*PETUNJUK TUGAS*:
1. Persingkat paragraf artikel yang diawali "Sukri menambahkan bahwa" menjadi satu kalimat tanpa menghilangkan fakta utamanya.
2. Ulangi kata demi kata bagian artikel dari "Analisis Kekalahan Petahana" sampai "dikutip dari detikSulsel.".

*TEKS*:

**********

Sulsel – Hasil Pemilihan Kepala Daerah (Pilkada) serentak di Sulawesi Selatan tahun 2024 menghadirkan kejutan besar.
Banyak calon kepala daerah (cakada) yang berasal dari poros petahana, termasuk keluarga kepala daerah, harus menelan kekalahan di tengah persaingan yang ketat.
Analisis Kekalahan Petahana
Pakar politik Universitas Hasanuddin (Unhas), Prof. Sukri Tamma, mengungkapkan sejumlah alasan di balik tumbangnya para petahana dan kerabat mereka.
Salah satu faktor utama adalah kegagalan mereka dalam meraih simpati masyarakat selama menjabat.
“Setiap daerah tentu punya alasan berbeda, tetapi secara umum petahana dan keluarga mereka mungkin belum dianggap cukup berhasil oleh masyarakat,” ujar Sukri, Kamis (5/12/2024), dikutip dari detikSulsel.
Sukri menambahkan bahwa para penantang yang tampil lebih menjanjikan menjadi daya tarik bagi masyarakat. Penantang semakin mudah menggalang dukungan jika petahana memiliki catatan kepemimpinan yang kurang memuaskan.
“Di beberapa tempat, masyarakat melihat kandidat baru lebih menjanjikan, apalagi jika petahana atau keluarganya memiliki catatan negatif atau dinilai tidak cukup berhasil,” katanya.
Kejenuhan dan Harapan Baru
Selain itu, Sukri mengamati adanya kejenuhan masyarakat terhadap kepala daerah yang telah menjabat selama dua periode.

**********

Cuplikan dataset tentang penunjukan objek
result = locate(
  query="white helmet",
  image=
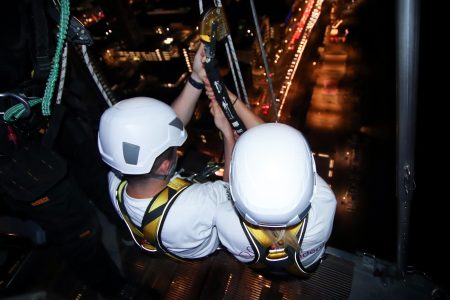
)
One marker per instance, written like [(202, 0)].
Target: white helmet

**********

*HASIL*:
1. Menurut Sukri, penantang yang tampil lebih menjanjikan menarik minat masyarakat dan makin mudah meraih dukungan bila catatan kepemimpinan petahana kurang memuaskan.

2.
Analisis Kekalahan Petahana
Pakar politik Universitas Hasanuddin (Unhas), Prof. Sukri Tamma, mengungkapkan sejumlah alasan di balik tumbangnya para petahana dan kerabat mereka.
Salah satu faktor utama adalah kegagalan mereka dalam meraih simpati masyarakat selama menjabat.
“Setiap daerah tentu punya alasan berbeda, tetapi secara umum petahana dan keluarga mereka mungkin belum dianggap cukup berhasil oleh masyarakat,” ujar Sukri, Kamis (5/12/2024), dikutip dari detikSulsel.